### Things to do:
A. In the movie forum thread, whom does JimJ say he has no objection to directing Episode 7?
B. Continue the movie forum thread from its final post.

### Document section:
* * * * * * * * *
Ugh I'm still traumatized by the plot holes in that movie. Let's hope he learns to connect A&B logically by now


----------



## deanfromaustralia (Mar 24, 2011)

Chad Winters said:


> Ugh I'm still traumatized by the plot holes in that movie. Let's hope he learns to connect A&B logically by now


Plot holes? What plot holes??


----------



## Chad Winters (Oct 28, 2008)

deanfromaustralia said:


> Plot holes? What plot holes??


Here is a copy of an off the top of my head list I made on another thread



Spoiler



Spock kicks Kirk off the ship in an escape pod and he lands on Hoth within walking distance of original Spock and they both walk to Scotty who happens to be on the same planet by himself in a Fed outpost....too much coincidence surely?

Supernova takes out Romulus...but its not their star so how could a supernova lightyears away surprise a faster-than-light civilization, let alone destroy their planet from that far off?

And the Romulan baddy is so angry that his planet died that he goes back in time to destroy the people who tried but couldn't save his planet....instead of saving his d*mn planet himself?!

No to mention the promotion from failed cadet to Captain in one day...I don't care how good of a day you had!


----------



## geniebeanie (Apr 23, 2009)

Just hope they are better than the dismal "first three.". They were horrible and I still can not believe Lucus made Clone War as a CARTOON!  He lost my following when he did that.


----------



## deanfromaustralia (Mar 24, 2011)

geniebeanie said:


> Just hope they are better than the dismal "first three.". They were horrible and I still can not believe Lucus made Clone War as a CARTOON! He lost my following when he did that.


Gotta say - I'm a big fan of the the cartoon series. In many ways, it is better than the prequel trilogy of films. My children, of course, love it.


----------



## JimJ (Mar 3, 2009)

deanfromaustralia said:


> Gotta say - I'm a big fan of the the cartoon series. In many ways, it is better than the prequel trilogy of films. My children, of course, love it.


I've heard numerous good things about. I wish they'd put it on Netflix or Amazon Prime or something.

I'm looking forward to Episode 7. I have no objection JJ Abrams doing it, seems like a good choice.


----------



## runtmms (Aug 15, 2010)

I can't help it. I'm excited. I choose to the enjoy the movies for what they are - I'm not going to examine them and try to pick them apart (it's too easy...)


----------



## deanfromaustralia (Mar 24, 2011)

runtmms said:


> I can't help it. I'm excited. I choose to the enjoy the movies for what they are - I'm not going to examine them and try to pick them apart (it's too easy...)
* * * * * * * * *
### Entries shown:
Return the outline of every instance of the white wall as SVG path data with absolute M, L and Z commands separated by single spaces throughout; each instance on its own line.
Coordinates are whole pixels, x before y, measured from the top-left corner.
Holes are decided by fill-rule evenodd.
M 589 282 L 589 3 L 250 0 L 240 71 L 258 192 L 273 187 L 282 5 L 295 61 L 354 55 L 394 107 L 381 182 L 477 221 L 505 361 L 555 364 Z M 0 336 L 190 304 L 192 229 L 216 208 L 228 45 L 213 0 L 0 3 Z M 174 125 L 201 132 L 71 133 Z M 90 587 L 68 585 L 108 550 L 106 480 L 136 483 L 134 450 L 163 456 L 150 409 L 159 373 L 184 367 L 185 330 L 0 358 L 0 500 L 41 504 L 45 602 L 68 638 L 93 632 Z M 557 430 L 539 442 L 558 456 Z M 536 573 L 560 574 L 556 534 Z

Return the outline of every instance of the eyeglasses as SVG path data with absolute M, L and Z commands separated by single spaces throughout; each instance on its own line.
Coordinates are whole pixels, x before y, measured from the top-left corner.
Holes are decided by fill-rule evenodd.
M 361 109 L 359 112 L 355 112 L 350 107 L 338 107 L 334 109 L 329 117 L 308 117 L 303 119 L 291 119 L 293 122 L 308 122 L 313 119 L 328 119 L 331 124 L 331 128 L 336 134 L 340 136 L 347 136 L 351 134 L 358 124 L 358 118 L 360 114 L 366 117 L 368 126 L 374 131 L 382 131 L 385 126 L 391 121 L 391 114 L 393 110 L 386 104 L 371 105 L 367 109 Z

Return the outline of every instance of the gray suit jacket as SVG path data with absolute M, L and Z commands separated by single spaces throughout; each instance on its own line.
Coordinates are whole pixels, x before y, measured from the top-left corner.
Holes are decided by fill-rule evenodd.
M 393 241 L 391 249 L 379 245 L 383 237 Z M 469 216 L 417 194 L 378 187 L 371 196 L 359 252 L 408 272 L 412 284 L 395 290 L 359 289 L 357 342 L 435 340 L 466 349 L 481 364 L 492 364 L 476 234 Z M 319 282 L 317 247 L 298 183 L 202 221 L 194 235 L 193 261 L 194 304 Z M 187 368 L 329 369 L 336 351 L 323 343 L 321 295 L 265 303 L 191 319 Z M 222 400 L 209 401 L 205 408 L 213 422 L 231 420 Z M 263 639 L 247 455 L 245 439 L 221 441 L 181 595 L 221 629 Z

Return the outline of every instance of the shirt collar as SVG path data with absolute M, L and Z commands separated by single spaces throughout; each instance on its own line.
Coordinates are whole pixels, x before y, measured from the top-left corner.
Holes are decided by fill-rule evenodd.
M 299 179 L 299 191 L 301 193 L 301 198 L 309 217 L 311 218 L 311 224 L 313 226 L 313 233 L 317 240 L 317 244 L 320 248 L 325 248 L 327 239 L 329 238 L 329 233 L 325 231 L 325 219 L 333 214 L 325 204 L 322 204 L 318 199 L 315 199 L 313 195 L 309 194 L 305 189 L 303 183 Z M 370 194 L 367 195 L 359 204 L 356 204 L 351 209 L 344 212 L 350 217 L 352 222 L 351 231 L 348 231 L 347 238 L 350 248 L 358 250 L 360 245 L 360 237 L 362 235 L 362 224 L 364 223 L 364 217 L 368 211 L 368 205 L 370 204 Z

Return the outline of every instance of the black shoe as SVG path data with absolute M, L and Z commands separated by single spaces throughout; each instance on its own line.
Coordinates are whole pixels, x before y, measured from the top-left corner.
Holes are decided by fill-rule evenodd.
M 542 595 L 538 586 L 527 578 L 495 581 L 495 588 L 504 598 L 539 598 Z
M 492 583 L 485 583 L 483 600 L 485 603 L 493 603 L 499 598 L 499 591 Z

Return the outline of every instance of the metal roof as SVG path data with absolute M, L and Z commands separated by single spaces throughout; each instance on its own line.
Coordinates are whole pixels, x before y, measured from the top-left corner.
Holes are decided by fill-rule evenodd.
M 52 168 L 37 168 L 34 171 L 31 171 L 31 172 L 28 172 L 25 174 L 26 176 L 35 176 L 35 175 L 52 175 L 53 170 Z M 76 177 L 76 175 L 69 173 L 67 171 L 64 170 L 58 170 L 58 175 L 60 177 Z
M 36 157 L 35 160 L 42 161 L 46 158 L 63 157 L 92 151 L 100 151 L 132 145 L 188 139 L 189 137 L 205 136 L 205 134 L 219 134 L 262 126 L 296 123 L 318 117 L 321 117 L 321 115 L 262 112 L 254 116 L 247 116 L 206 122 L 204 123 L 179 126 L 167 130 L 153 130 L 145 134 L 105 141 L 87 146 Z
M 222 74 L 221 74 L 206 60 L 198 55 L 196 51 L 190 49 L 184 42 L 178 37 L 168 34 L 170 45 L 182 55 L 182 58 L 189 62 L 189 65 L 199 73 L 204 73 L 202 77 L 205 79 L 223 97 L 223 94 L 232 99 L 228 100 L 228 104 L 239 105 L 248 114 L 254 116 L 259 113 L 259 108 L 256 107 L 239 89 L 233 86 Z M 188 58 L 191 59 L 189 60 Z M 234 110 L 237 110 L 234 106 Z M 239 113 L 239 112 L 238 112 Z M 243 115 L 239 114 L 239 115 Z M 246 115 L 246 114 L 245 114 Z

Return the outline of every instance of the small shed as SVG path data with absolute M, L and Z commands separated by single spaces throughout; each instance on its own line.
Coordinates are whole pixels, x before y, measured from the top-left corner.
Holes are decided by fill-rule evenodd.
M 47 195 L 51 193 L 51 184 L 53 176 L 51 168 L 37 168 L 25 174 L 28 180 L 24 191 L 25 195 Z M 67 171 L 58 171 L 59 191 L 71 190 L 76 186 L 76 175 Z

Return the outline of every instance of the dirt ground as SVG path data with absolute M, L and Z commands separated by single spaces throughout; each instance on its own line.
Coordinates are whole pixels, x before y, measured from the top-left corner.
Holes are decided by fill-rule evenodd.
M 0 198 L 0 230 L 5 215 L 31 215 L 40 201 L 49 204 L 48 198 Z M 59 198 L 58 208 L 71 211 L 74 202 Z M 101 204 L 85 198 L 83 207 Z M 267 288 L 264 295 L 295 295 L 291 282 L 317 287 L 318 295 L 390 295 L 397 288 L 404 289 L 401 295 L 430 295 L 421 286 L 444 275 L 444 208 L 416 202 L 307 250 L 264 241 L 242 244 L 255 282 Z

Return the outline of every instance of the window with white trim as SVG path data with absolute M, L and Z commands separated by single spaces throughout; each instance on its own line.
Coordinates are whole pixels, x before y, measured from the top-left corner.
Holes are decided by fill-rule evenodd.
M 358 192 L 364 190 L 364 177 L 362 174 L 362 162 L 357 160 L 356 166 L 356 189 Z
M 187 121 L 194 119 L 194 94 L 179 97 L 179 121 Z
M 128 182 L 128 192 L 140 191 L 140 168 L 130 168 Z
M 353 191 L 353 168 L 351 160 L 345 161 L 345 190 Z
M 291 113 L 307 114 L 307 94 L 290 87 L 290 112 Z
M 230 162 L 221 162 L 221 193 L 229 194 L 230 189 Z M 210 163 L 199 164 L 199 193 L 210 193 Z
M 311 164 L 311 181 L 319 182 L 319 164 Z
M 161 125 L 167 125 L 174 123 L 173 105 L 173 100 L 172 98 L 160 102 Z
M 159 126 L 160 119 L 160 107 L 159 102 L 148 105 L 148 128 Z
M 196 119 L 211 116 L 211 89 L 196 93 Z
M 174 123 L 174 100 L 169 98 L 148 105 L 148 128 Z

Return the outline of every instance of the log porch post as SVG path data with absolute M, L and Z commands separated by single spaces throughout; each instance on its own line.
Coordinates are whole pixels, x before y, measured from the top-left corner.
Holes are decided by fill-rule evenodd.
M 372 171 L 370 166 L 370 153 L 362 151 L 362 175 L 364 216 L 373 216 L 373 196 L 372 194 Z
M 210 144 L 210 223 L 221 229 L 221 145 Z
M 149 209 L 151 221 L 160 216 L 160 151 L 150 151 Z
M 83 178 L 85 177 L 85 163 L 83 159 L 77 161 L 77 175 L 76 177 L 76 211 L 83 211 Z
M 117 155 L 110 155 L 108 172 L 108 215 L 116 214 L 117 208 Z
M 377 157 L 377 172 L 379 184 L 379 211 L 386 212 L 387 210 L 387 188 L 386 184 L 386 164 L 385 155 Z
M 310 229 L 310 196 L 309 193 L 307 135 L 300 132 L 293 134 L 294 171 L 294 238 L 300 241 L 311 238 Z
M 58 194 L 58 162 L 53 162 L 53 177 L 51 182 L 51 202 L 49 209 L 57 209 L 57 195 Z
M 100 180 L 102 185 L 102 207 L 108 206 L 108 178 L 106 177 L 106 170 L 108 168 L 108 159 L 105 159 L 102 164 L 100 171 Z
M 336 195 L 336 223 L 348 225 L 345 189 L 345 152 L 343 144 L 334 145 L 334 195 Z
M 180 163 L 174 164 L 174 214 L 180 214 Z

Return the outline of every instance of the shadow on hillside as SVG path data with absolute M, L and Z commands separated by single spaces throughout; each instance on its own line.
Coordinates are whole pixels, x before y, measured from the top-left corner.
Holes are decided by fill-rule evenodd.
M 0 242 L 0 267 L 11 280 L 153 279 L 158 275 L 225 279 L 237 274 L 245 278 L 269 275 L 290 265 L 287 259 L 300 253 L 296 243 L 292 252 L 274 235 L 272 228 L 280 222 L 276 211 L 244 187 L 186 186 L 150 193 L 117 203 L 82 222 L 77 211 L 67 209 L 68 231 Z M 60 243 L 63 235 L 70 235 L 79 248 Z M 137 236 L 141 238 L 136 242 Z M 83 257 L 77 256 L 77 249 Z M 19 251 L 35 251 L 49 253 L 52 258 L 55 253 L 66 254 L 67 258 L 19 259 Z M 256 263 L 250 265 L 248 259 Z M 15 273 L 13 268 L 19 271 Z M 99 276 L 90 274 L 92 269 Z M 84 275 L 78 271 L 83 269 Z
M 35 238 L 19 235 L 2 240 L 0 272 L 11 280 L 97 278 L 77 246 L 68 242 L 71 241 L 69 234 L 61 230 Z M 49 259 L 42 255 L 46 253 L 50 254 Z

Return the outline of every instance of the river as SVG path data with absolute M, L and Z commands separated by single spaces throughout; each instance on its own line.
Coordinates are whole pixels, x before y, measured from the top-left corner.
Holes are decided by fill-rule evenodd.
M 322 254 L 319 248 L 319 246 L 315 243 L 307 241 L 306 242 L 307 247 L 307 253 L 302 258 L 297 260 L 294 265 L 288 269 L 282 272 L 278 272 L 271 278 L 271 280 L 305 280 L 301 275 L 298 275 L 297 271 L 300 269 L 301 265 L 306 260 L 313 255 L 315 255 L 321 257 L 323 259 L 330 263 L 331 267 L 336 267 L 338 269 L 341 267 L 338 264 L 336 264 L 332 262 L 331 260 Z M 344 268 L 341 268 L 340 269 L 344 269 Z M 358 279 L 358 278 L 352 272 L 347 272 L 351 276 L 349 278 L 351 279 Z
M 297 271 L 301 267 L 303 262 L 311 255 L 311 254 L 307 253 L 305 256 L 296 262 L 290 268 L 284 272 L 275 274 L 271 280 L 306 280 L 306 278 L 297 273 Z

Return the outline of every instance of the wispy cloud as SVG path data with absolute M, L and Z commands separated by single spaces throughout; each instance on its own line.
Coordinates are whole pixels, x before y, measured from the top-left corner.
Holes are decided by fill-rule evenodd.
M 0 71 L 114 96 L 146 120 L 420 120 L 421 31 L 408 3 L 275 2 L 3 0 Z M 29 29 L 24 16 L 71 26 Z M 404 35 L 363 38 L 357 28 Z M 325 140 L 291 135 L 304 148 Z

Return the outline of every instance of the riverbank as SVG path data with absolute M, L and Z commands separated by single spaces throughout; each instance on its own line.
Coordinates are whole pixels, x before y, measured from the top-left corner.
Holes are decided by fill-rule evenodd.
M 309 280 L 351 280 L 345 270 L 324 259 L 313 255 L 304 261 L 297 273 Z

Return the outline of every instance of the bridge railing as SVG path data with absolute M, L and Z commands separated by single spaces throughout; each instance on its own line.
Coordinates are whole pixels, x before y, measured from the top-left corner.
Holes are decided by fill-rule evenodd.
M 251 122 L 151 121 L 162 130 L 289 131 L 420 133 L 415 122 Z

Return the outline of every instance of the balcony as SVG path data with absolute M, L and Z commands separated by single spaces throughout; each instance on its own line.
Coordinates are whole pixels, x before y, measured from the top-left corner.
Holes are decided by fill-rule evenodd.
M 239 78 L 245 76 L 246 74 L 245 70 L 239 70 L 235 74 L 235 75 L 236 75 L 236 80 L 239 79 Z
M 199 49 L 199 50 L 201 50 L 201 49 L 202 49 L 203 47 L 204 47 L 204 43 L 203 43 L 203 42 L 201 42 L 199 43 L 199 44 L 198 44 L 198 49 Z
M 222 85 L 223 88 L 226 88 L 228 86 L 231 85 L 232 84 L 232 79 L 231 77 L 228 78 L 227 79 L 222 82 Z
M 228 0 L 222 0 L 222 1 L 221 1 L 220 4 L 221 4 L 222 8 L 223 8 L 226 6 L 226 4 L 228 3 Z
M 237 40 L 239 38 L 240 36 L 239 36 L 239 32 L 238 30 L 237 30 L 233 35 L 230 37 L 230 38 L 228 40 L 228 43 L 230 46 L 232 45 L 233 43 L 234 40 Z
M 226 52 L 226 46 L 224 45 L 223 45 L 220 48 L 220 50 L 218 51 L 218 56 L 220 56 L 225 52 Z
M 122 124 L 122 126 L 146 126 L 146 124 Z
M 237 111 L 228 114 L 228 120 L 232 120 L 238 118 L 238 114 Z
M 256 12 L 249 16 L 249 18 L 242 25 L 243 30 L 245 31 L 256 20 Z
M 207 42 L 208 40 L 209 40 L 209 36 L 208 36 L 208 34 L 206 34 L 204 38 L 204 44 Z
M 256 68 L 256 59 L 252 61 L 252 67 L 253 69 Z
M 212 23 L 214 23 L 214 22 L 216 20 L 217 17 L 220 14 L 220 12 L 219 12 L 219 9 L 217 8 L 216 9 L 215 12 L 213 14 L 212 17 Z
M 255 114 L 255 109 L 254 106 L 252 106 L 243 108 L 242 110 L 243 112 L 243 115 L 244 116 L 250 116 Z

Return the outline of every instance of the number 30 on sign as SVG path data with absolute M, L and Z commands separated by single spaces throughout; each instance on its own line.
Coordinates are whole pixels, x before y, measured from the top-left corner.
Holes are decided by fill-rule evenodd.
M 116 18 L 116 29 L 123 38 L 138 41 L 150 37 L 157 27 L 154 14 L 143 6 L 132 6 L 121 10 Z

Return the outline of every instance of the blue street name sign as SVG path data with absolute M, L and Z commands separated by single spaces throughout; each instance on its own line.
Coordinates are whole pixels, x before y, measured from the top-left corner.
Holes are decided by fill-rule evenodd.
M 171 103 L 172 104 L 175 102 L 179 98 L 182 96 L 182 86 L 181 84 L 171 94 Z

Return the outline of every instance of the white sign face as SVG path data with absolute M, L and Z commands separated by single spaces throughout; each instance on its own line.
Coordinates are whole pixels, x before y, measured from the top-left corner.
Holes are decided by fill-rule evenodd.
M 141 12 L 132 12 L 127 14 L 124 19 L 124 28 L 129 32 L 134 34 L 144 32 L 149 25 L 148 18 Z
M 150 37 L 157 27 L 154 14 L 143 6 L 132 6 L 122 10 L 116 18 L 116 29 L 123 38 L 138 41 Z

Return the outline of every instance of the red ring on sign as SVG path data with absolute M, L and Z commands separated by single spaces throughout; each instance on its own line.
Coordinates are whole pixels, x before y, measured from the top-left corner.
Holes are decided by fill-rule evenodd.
* * * * * * * * *
### Answers below:
A. JJ Abrams.

B.
They have always been pure escapism for me and the means for which I can indulge the kid in me. The saga as a whole works for me and I'll always stick with it.

I really do hope that Luke Skywalker features prominently in these new films though.


----------



## HappyGuy (Nov 3, 2008)

I agree with ChadWinters. I enjoyed the movie, but really had a hard time with some of the story - the Spock/Uhura interaction, for example. And the whole, cadet-to-starship-captain-in-one-day thing - gimme a break. Has the remake of the Wrath of Khan come out yet?


----------



## deanfromaustralia (Mar 24, 2011)

Exciting times on the Star Wars set it would seem...


----------



## alawston (Jun 3, 2012)

I'm gradually starting to get excited about Episode VI. To be fair, after the Phantom Menace, etc, expectations are perhaps a little more manageable than they were for the prequel trilogy.


----------



## balaspa (Dec 27, 2009)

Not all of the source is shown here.